--- START Information provided ---

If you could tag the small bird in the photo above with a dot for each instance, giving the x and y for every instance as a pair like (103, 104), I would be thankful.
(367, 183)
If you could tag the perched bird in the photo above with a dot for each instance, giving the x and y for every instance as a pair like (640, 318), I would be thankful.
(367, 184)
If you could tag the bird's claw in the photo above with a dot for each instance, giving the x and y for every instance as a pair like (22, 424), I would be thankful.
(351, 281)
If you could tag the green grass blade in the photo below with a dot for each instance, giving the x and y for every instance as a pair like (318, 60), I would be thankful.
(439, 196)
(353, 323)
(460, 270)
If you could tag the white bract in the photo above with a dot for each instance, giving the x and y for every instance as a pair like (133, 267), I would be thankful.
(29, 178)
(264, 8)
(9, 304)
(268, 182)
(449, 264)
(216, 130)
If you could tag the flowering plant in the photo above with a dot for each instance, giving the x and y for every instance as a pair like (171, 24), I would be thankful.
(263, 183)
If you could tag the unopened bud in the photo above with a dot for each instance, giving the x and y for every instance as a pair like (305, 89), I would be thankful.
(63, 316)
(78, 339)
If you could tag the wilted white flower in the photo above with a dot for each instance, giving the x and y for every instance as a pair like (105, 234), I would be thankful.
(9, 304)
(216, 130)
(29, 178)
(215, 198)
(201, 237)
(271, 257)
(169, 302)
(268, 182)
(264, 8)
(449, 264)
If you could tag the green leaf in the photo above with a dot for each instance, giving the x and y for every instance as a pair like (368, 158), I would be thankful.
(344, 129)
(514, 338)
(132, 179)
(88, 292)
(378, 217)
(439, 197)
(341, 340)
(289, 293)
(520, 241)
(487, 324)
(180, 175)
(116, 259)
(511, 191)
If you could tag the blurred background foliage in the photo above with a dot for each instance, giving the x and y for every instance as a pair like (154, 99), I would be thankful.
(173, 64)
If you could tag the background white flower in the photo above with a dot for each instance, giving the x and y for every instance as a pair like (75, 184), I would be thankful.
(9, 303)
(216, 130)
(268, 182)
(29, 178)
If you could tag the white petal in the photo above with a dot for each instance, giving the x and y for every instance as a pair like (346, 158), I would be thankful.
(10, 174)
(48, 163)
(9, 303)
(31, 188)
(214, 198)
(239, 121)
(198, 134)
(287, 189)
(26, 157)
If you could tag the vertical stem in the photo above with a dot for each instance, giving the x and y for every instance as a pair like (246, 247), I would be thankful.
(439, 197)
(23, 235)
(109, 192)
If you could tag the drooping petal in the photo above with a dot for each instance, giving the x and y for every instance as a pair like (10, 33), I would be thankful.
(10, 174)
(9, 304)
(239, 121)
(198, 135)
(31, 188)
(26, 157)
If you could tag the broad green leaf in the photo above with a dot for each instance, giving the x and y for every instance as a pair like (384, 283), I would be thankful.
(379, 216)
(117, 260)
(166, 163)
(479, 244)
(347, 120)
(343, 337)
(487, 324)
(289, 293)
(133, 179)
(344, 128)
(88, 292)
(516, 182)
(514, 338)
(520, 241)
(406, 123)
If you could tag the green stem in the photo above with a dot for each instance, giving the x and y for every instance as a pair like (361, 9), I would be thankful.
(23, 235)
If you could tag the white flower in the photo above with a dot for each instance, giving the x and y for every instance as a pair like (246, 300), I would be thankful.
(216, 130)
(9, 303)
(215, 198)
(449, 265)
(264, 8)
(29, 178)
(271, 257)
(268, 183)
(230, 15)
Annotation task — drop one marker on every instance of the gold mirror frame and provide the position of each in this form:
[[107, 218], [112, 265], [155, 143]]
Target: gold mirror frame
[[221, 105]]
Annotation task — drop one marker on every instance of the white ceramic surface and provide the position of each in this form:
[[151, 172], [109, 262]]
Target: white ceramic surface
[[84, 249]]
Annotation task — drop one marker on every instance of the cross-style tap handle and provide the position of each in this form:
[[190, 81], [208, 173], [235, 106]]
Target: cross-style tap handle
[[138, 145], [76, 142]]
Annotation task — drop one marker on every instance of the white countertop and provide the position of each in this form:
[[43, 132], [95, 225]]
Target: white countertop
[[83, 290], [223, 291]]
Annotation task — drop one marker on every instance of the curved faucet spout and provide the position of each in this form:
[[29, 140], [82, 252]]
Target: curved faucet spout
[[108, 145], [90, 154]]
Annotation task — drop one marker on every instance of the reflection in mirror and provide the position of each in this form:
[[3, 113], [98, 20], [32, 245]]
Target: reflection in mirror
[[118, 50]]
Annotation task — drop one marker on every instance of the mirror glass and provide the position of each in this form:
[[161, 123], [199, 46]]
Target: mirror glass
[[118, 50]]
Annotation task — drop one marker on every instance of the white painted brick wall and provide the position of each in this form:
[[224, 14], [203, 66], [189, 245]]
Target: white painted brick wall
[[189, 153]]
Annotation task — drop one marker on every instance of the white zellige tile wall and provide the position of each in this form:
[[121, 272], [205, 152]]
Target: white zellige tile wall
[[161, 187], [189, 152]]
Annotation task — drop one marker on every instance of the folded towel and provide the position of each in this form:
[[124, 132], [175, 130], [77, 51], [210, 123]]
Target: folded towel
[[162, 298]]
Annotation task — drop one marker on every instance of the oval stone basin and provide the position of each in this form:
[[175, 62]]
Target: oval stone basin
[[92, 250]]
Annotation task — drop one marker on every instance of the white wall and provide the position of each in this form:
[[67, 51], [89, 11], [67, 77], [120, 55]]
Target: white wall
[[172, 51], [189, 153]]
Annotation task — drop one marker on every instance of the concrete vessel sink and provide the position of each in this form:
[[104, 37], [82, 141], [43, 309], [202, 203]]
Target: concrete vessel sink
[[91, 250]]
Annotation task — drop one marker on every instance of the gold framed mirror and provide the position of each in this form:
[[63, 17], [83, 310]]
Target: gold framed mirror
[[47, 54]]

--- END Information provided ---

What to work on: Reproduce all of the data above word for word, changing nothing.

Response for this exercise:
If you could tag the small bird in the photo above with a dot for each instance, giving the x and y for every instance as a pair like (103, 104), I would be thankful.
(367, 183)
If you could tag the perched bird in the photo above with a dot for each instance, giving the x and y for every instance as a pair like (640, 318), I would be thankful.
(367, 184)
If you could tag the bird's claw in the photo above with a dot for each instance, giving the x and y for every instance as a pair like (22, 424), I would be thankful.
(351, 281)
If you could tag the green grass blade in the photo below with a dot for each instance, giving the x and y for every instance as a pair like (318, 60), I would be thankful.
(439, 196)
(353, 323)
(460, 270)
If you could tag the white bract in the photo above with a dot for each instance, giving the x and y for every instance as a pair like (133, 267), I would be thankful.
(29, 178)
(264, 8)
(9, 304)
(268, 182)
(449, 264)
(216, 130)
If you could tag the flowering plant in the photo above with a dot for each instance, giving the x and y for every instance as a pair like (171, 24), I would be thankful.
(263, 183)
If you could tag the unopened bud in the photo above with a dot for each instance, giving the x and y for every instance as a pair like (305, 89), I would be thankful.
(63, 316)
(78, 339)
If you could tag the wilted white flower in the photo above with a dot for each instance, giving the x and y for every instance as a pair like (105, 234), I would be thankful.
(9, 304)
(216, 130)
(29, 178)
(215, 198)
(201, 237)
(271, 257)
(169, 302)
(268, 182)
(264, 8)
(449, 264)
If you could tag the green leaf in the photo above with a dot for each instance, giving the x and y for every instance as a pair like (368, 158), I would be thankful.
(344, 129)
(514, 338)
(132, 179)
(88, 292)
(378, 217)
(439, 197)
(341, 340)
(289, 293)
(520, 241)
(487, 324)
(180, 175)
(116, 259)
(511, 191)
If you could tag the blurred background foliage in the photo above with a dot for each instance, giving the x and y for every instance as a pair like (154, 99), I would be thankful.
(173, 64)
If you could tag the background white flower in the photo above with a dot for each instance, giving the x and y for every instance as a pair like (75, 184), I would be thankful.
(9, 303)
(216, 130)
(268, 182)
(29, 178)
If you could tag the white petal in the photo above with a dot for each instance, giving the x and y for every instance as a pair like (346, 158), I would be thankful.
(10, 174)
(48, 163)
(9, 303)
(31, 188)
(214, 198)
(239, 121)
(198, 134)
(287, 189)
(26, 157)
If you could tag the vertical stem in the photo above with a dot for each instance, giving the x and y for every instance as a pair like (246, 247), I would be thankful.
(439, 197)
(23, 235)
(109, 192)
If you could tag the drooping petal in the photo above with a dot for each instance, giving the x and y for every instance as a pair like (10, 33), I would be thankful.
(10, 174)
(9, 304)
(239, 121)
(198, 135)
(31, 188)
(26, 157)
If you could tag the broad green leaf in the photo above with a dot for each instance, giving the x and y for every instance as a pair like (384, 283), I would be thankful.
(379, 216)
(117, 260)
(166, 163)
(479, 244)
(347, 120)
(343, 337)
(487, 324)
(289, 293)
(133, 179)
(344, 128)
(88, 292)
(516, 182)
(514, 338)
(520, 241)
(406, 123)
If you could tag the green stem in the photo above with a dot for each instance, giving the x and y for every instance as a pair like (361, 9), I would be thankful.
(23, 235)
If you could tag the white flower in the photo above with a dot for each instance, giving the x and y for every instance as a pair like (246, 300), I would be thankful.
(216, 130)
(9, 303)
(215, 198)
(449, 265)
(264, 8)
(29, 178)
(271, 257)
(268, 183)
(230, 15)
Annotation task — drop one marker on every instance of the gold mirror frame and provide the position of each in this form:
[[107, 218], [112, 265], [155, 143]]
Target: gold mirror frame
[[221, 105]]
Annotation task — drop one marker on every instance of the white ceramic surface and provide the position of each in this form:
[[151, 172], [109, 262]]
Target: white ceramic surface
[[84, 249]]
Annotation task — drop one marker on every instance of the cross-style tap handle and provide the position of each in this form:
[[190, 81], [208, 173], [235, 106]]
Target: cross-style tap handle
[[138, 145], [76, 142]]
Annotation task — drop one marker on every instance of the white countertop and provide the position of each in this form:
[[43, 132], [95, 225]]
Target: white countertop
[[83, 290], [223, 291]]
Annotation task — drop one marker on every instance of the curved faucet spout and provide the position of each in this form:
[[29, 140], [82, 252]]
Target: curved faucet spout
[[108, 145], [90, 154]]
Annotation task — drop one marker on every instance of the reflection in mirror and provide the position of each in this form:
[[3, 113], [98, 20], [32, 245]]
Target: reflection in mirror
[[118, 50]]
Annotation task — drop one marker on every instance of the mirror glass and provide the position of each in this form:
[[161, 123], [199, 46]]
Target: mirror glass
[[118, 50]]
Annotation task — drop one marker on every instance of the white painted brick wall and provide the position of each in this form:
[[224, 14], [203, 66], [189, 245]]
Target: white painted brick wall
[[189, 153]]
Annotation task — drop one marker on every instance of the white zellige tile wall and provide the position of each in this form:
[[121, 272], [205, 152]]
Target: white zellige tile wall
[[161, 187], [189, 152]]
Annotation task — drop one marker on every instance of the folded towel and provide the position of each in this form:
[[124, 132], [175, 130], [77, 51], [210, 123]]
Target: folded towel
[[162, 298]]
Annotation task — drop one marker on every instance of the oval stone basin and provide the position of each in this form:
[[175, 62]]
Target: oval stone basin
[[92, 250]]
Annotation task — drop one marker on every instance of the white wall and provide the position of each in this form:
[[67, 51], [89, 11], [67, 77], [120, 55]]
Target: white wall
[[172, 51], [189, 153]]
Annotation task — drop one marker on every instance of the concrete vessel sink and provide the position of each in this form:
[[104, 37], [82, 141], [43, 309], [202, 203]]
Target: concrete vessel sink
[[91, 250]]
Annotation task — drop one marker on every instance of the gold framed mirror and provide the position of each in this form:
[[63, 17], [83, 310]]
Target: gold framed mirror
[[47, 54]]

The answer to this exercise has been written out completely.